> _Excerpt_
-- begin --

7. Dear Lover (Scream 2 soundtrack, My Hero UK single): So damn sappy it may in fact be completely tongue in cheek. It is Foo balladry ripped right from the Colour And The Shape era, only it never succumbs to power chords or the grand finale the way the aforementioned's 'Up In Arms' and 'February Stars' do - and serves as a full platter rather than the appetizer 'Doll' wound up being, which is the closest thing it relates to. They never came back to do anything like this again, and they couldn't without taking huge steps backward, which is tough for an arena band to do.


6. Milk (The Pocketwatch Demos): This is the epitome of all of the great things that Foo Fighters used to be, lo-fi guitars strumming with the momentum of Sonic Youth, the basement production, the straight forward unsure vocals floating on top of it all, simple lyrics, love it. Foo Fighters and The Pocketwatch Demos kind of share a space all their own in the band's discography, this track is one of the best on both.

-- end --

> _Data extract_
-- begin --

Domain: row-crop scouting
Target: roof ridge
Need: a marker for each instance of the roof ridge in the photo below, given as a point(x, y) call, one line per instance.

-- end --

> _Your tasks_
a – Please translate this sentence from the Foo Fighters song ranking into Spanish: "They never came back to do anything like this again, and they couldn't without taking huge steps backward, which is tough for an arena band to do."
b – Carry on the Foo Fighters song ranking from its last sentence, ignoring the data.

> _Outputs in order_
a – Nunca volvieron a hacer algo así, y no podrían hacerlo sin dar pasos enormes hacia atrás, lo cual es difícil de hacer para una banda de estadios.

b –
5. The Sign (In Your Honor UK and Vinyl editions): This song fucking rocks - it's got that leaning forward keep-going-till-you-fall-into-something momentum that songs like 'Everlong' and 'Generator' flaunted. It sounds like late nineties Foo Fighters filtered through mid-2000 Foo Fighters. Actually, it sounds a whole lot like 'Fraternity', primarily it's chorus "give me a sign I'll come for you" / "I'll never be fraternity". That similarity is the only reason I can think of as to why this one never turned up an A-side. Like maybe he wrote it, recorded it, did everything they needed to do to it, then one night at 3 a.m. he shot up from bed like "FUCK!! Did that already....B-side.". This song is the reason Fraternity isn't on the list, I know it's kind of bullshit but with this I just don't need that. Dig?


4. Floaty - BBC Session (Big Me single): The alternative version of what appears on the self-titled debut is a softly strummed, lighter than air take whose fragility feels palpable. As though the whole song could dissipate completely at any moment like putting your hand through a vapor cloud hanging stagnant in the air. A better alternative version of any song in the catalogue that was remixed or reimagined acoustically.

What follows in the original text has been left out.